*Instructions to follow*:
Restate all of the records below exactly. Do not carry over any image.

*Data extracts*:

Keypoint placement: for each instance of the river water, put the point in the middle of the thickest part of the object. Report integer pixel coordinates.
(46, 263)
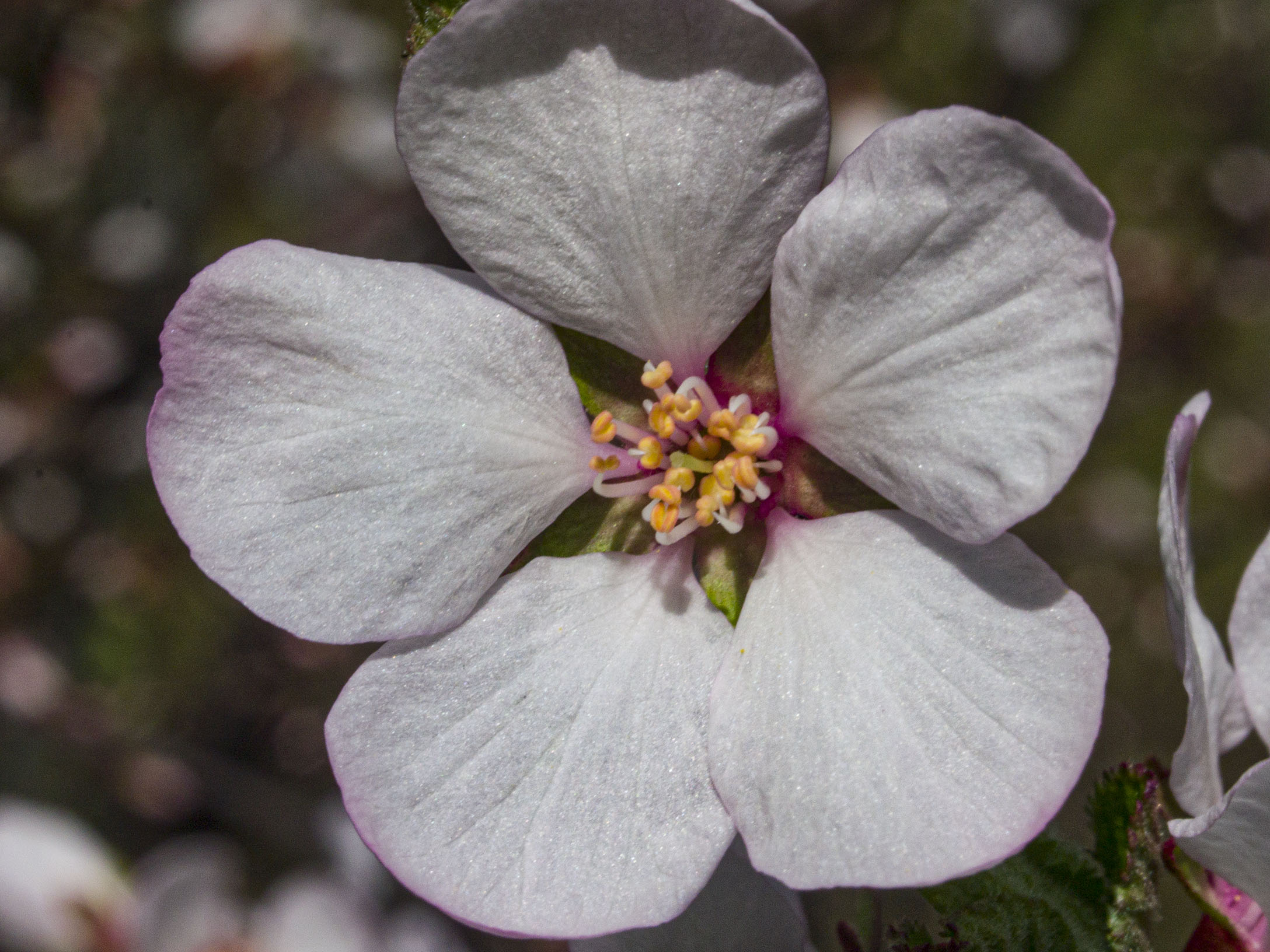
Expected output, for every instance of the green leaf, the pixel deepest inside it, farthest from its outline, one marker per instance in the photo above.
(725, 565)
(428, 18)
(1129, 824)
(608, 377)
(1051, 898)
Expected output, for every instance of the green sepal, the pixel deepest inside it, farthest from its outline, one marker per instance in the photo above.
(746, 362)
(725, 565)
(592, 523)
(814, 487)
(691, 463)
(1131, 824)
(427, 19)
(1194, 880)
(608, 377)
(1049, 898)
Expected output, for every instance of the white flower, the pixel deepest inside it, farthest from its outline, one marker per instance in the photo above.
(60, 890)
(357, 450)
(1230, 833)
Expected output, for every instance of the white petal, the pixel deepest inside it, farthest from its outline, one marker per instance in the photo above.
(947, 319)
(739, 911)
(310, 914)
(899, 708)
(625, 168)
(1233, 837)
(1216, 718)
(50, 864)
(542, 769)
(1250, 638)
(357, 449)
(187, 897)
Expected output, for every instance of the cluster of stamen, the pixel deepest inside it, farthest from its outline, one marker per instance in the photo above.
(693, 446)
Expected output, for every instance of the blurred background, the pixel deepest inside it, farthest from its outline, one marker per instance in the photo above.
(142, 139)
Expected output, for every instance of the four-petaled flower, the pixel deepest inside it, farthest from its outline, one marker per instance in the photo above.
(1230, 833)
(357, 450)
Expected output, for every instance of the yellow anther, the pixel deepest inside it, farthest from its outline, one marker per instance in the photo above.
(666, 493)
(680, 477)
(704, 447)
(748, 442)
(746, 474)
(665, 517)
(602, 428)
(724, 471)
(661, 422)
(685, 410)
(710, 489)
(722, 424)
(652, 450)
(705, 510)
(603, 464)
(658, 376)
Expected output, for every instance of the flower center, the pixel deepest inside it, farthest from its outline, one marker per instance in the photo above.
(697, 453)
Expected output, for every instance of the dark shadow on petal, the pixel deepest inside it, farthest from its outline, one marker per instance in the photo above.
(1005, 568)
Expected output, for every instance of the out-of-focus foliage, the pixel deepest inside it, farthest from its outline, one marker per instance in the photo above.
(142, 139)
(1051, 898)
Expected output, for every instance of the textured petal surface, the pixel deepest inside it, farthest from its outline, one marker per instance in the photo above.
(624, 168)
(417, 928)
(947, 319)
(739, 911)
(1216, 718)
(542, 769)
(50, 863)
(187, 897)
(1233, 838)
(898, 708)
(1250, 638)
(357, 449)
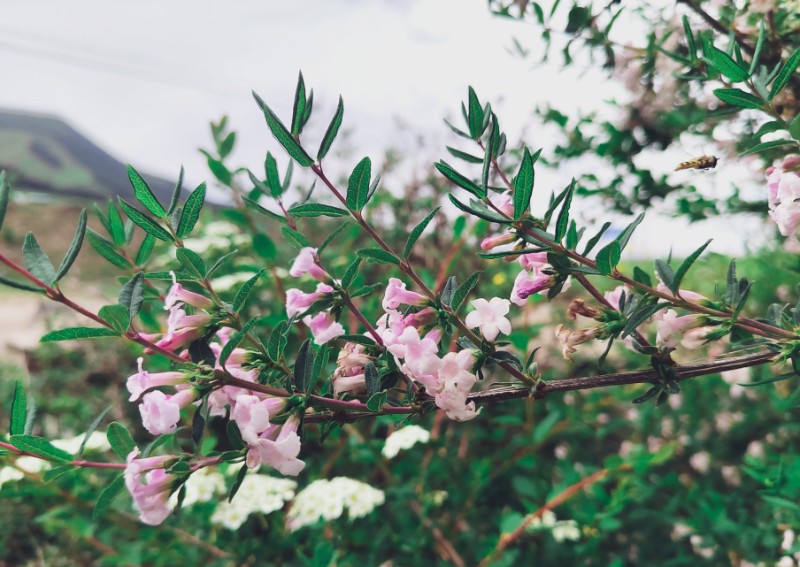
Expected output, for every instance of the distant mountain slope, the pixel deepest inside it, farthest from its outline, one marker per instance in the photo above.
(44, 154)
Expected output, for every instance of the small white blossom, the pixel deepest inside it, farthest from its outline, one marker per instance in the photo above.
(403, 439)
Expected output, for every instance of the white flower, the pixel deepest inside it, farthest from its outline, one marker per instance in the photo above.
(403, 439)
(490, 316)
(328, 499)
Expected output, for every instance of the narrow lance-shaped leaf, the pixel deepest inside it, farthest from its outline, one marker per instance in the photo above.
(358, 185)
(331, 132)
(191, 211)
(417, 232)
(284, 136)
(523, 185)
(144, 222)
(74, 247)
(144, 194)
(36, 261)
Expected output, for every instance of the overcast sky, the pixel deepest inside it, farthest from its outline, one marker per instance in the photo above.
(143, 79)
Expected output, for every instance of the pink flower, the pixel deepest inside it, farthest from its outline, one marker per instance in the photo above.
(143, 380)
(528, 283)
(396, 295)
(534, 260)
(151, 493)
(503, 202)
(297, 301)
(161, 413)
(308, 263)
(669, 327)
(280, 453)
(499, 240)
(323, 327)
(490, 317)
(177, 294)
(457, 379)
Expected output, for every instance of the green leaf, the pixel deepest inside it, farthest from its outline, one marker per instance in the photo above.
(36, 261)
(378, 256)
(20, 285)
(331, 132)
(460, 180)
(107, 251)
(284, 136)
(475, 115)
(608, 258)
(739, 98)
(665, 273)
(19, 409)
(722, 62)
(120, 439)
(762, 33)
(5, 191)
(684, 267)
(463, 291)
(92, 428)
(244, 292)
(144, 222)
(358, 185)
(523, 185)
(469, 158)
(303, 366)
(563, 215)
(40, 446)
(107, 496)
(317, 210)
(596, 238)
(144, 194)
(77, 333)
(132, 295)
(768, 146)
(417, 232)
(298, 109)
(234, 341)
(785, 74)
(191, 211)
(74, 247)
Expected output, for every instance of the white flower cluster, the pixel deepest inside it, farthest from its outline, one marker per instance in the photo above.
(96, 442)
(565, 530)
(327, 499)
(258, 494)
(403, 439)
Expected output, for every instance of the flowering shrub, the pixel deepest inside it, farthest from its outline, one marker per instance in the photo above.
(240, 382)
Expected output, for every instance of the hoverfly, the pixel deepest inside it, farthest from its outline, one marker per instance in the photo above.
(701, 162)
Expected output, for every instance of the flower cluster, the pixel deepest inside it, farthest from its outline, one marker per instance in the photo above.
(783, 186)
(403, 439)
(327, 500)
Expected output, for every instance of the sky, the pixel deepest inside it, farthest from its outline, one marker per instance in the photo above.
(144, 79)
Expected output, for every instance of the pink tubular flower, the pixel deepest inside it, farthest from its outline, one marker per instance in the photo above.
(143, 380)
(495, 241)
(457, 379)
(161, 413)
(308, 263)
(527, 284)
(297, 301)
(534, 260)
(323, 327)
(279, 453)
(670, 327)
(177, 294)
(396, 295)
(151, 494)
(503, 202)
(490, 317)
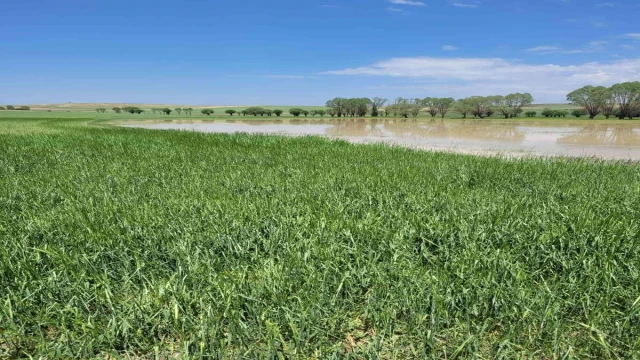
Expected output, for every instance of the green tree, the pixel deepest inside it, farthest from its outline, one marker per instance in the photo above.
(591, 98)
(579, 112)
(295, 112)
(627, 98)
(430, 104)
(443, 105)
(547, 112)
(376, 104)
(464, 107)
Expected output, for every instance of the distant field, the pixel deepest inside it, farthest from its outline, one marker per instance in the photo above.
(142, 244)
(87, 110)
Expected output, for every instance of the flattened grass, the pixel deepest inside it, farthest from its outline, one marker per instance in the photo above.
(140, 243)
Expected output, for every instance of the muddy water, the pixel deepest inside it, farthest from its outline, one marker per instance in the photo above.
(605, 139)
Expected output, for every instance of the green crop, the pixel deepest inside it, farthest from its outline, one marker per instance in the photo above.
(137, 243)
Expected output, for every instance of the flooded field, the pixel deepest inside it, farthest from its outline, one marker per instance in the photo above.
(615, 139)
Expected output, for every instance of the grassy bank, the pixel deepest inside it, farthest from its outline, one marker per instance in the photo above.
(130, 242)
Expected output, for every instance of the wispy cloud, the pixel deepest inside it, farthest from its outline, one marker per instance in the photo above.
(284, 76)
(396, 10)
(460, 77)
(407, 2)
(544, 49)
(465, 4)
(591, 47)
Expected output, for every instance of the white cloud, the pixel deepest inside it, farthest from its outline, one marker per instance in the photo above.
(459, 77)
(544, 49)
(407, 2)
(465, 4)
(591, 47)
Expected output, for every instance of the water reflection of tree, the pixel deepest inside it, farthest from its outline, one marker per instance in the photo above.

*Output for this task*:
Keypoint placement: for each instance of the river water, put the point in the middle of the thickest part of the object. Report integer pixel coordinates.
(46, 263)
Expected output, for every instance of the green leaf, the pixel deepest inside it, farthest from its outline, one marker per instance in the photo above.
(725, 565)
(428, 18)
(1129, 824)
(608, 377)
(1051, 898)
Expected output, for every instance of the green sepal, the pixel deepest inside it, farthest from its outline, one marker per instance in the photo above.
(746, 362)
(725, 565)
(592, 523)
(814, 487)
(691, 463)
(1131, 824)
(427, 19)
(1194, 880)
(608, 377)
(1049, 898)
Expected output, for every instance of the white flower, the pixel deepest inside it, farthest from its outline, one marker per instance in the photo above.
(60, 890)
(357, 450)
(1230, 833)
Expected output, for every instance of the white petal, the pixel deepest inside it, farthest from its outline, one marker per instance in the photo above.
(947, 319)
(739, 911)
(310, 914)
(899, 708)
(625, 168)
(1233, 837)
(1216, 718)
(50, 864)
(542, 769)
(1250, 638)
(357, 449)
(187, 897)
Expected output, for every instance of the cluster of stamen, the pixel deepest inside it, farthest from its outline, one marker per instance in the photo above.
(693, 446)
Expected output, for every instance of the blurred background, the pixel deepest inside it, farthest from its outline, one marker per instance in the photo above.
(142, 139)
Expected output, for every instance of the four-petaled flower, the pixel deepest inside it, farthest from its outline, one marker per instance in the photo above.
(1230, 833)
(357, 450)
Expected output, for every instance of the yellow anther, the pixel deepest inside it, farthest from its outline, one marker per instance in the photo above.
(666, 493)
(680, 477)
(704, 447)
(748, 442)
(746, 474)
(665, 517)
(602, 428)
(724, 471)
(661, 422)
(685, 410)
(710, 489)
(722, 424)
(652, 450)
(705, 510)
(603, 464)
(658, 376)
Expected output, for every instance of the flower center, the pixel deepest inside it, farthest from its outline, one marker per instance in the photo above.
(697, 453)
Expected output, for every instance of the dark shadow on petal, the pixel deepest inside it, farthest from its outline, one marker per instance in the photo above.
(1005, 568)
Expected output, for every instance of the out-of-focus foliage, the pixel deepest inside it, farthest from its outline, one marker per instance in the photo above.
(142, 139)
(1051, 898)
Expected output, for every instance of the textured petal surface, the pixel deepest inside it, farthest from its outline, one marker per instance in the photo above.
(624, 168)
(417, 928)
(947, 319)
(739, 911)
(1216, 718)
(542, 769)
(50, 863)
(187, 897)
(1233, 838)
(898, 708)
(1250, 638)
(357, 449)
Expected output, for every instance of the distant mountain slope, the pixel deepest inside it, farthest from its outline, one marker per instance in the photo above.
(44, 154)
Expected output, for every instance of the small white blossom, the pixel deepest inside it, farthest from its outline, one marker per instance in the photo above.
(403, 439)
Expected output, for every instance of the white flower, the pixel deepest inside it, farthest from its outline, one marker per instance in the photo above.
(403, 439)
(490, 316)
(328, 499)
Expected output, for every instance of the narrow lance-shaped leaf, the pixel deepest inside it, farthest from its outline, one marker per instance in the photo above.
(358, 185)
(331, 132)
(191, 211)
(417, 232)
(284, 136)
(523, 185)
(144, 222)
(74, 247)
(144, 194)
(36, 261)
Expected output, for every instance of the overcast sky, the pixel deepest inside it, farthest from its outline, one marker per instance in the photo above.
(143, 79)
Expected output, for every instance of the pink flower, the pixel deepest inside it, farthest from its outline, one marker per instance in the photo above.
(143, 380)
(528, 283)
(396, 295)
(534, 260)
(151, 493)
(503, 202)
(297, 301)
(161, 413)
(308, 263)
(669, 327)
(280, 453)
(499, 240)
(323, 327)
(490, 317)
(177, 294)
(457, 379)
Expected output, for every instance of the green leaf, the pixel deepest inside it, farthest from its outline, one marker per instance in the photo above.
(36, 261)
(378, 256)
(20, 285)
(331, 132)
(460, 180)
(107, 251)
(284, 136)
(475, 115)
(608, 258)
(739, 98)
(665, 273)
(19, 409)
(722, 62)
(120, 439)
(762, 33)
(5, 191)
(684, 267)
(463, 291)
(92, 428)
(244, 292)
(144, 222)
(358, 185)
(523, 185)
(469, 158)
(303, 366)
(563, 215)
(40, 446)
(107, 496)
(317, 210)
(596, 238)
(144, 194)
(77, 333)
(132, 295)
(768, 146)
(417, 232)
(298, 109)
(234, 341)
(785, 74)
(191, 211)
(74, 247)
Expected output, for every instance of the white flower cluster, the pixel deepest inside it, farthest from its outline, one marker per instance in the photo above.
(96, 442)
(565, 530)
(327, 499)
(258, 494)
(403, 439)
Expected output, for every instance of the flowering shrub, the pixel deepest inside it, farthest from its outline, one marker per instance in the photo above.
(240, 382)
Expected output, for every instance of the hoverfly, the pixel deepest inside it, farthest from its outline, one marker per instance in the photo above.
(701, 162)
Expected output, for every instance of the flower cluster, the pixel deepest inside it, farthest from its outline, one marker per instance in the photo above.
(783, 186)
(403, 439)
(327, 500)
Expected output, for every instance of the sky, the pixel deepest inside it, farthest from its outline, one marker per instance in the photo above.
(144, 79)
Expected output, for every instance of the pink tubular flower, the pixel deepest inside it, farthest from its outline, one marker per instance in the photo above.
(143, 380)
(495, 241)
(457, 379)
(161, 413)
(308, 263)
(527, 284)
(297, 301)
(534, 260)
(323, 327)
(279, 453)
(670, 327)
(177, 294)
(396, 295)
(151, 494)
(503, 202)
(490, 317)
Expected output, for every instance of the green tree, the pixel deepest inside it, farthest from its outline, one marker per instance in the photo above.
(591, 98)
(579, 112)
(295, 112)
(627, 98)
(430, 104)
(443, 105)
(547, 112)
(376, 104)
(464, 107)
Expected output, for every instance of the distant field, the pixel deepest inside it, farthest from its outline, one marker per instance in the photo above.
(142, 244)
(87, 110)
Expected output, for every instance of the flattened grass, the pixel deepest inside it, farthest from its outline, one marker per instance in the photo above.
(140, 243)
Expected output, for every instance of the muddy water, the pixel deepest inside it, farthest from its outline, one marker per instance in the photo above.
(605, 139)
Expected output, for every instance of the green crop, the pixel deepest inside it, farthest from its outline, one marker per instance in the photo above.
(137, 243)
Expected output, for every instance of the flooded field, the pixel deepest inside it, farthest from its outline, one marker per instance in the photo above.
(615, 139)
Expected output, for every instance of the grassy bank, the pixel deepest inside it, farthest from its outline, one marker per instance in the photo above.
(130, 242)
Expected output, for every instance of the wispy cloud, the pixel deepest inside it, farthest from its outline, one marker per instance in the photo above.
(284, 76)
(396, 10)
(460, 77)
(407, 2)
(544, 49)
(465, 4)
(591, 47)
Expected output, for every instance of the white cloud, the pixel deepest inside it, farthest from its outline, one marker per instance in the photo above.
(459, 77)
(544, 49)
(407, 2)
(465, 4)
(591, 47)
Expected output, for every instance of the water reflection of tree, the pixel deepest inside it, farthest from its outline, one marker per instance in the photo above.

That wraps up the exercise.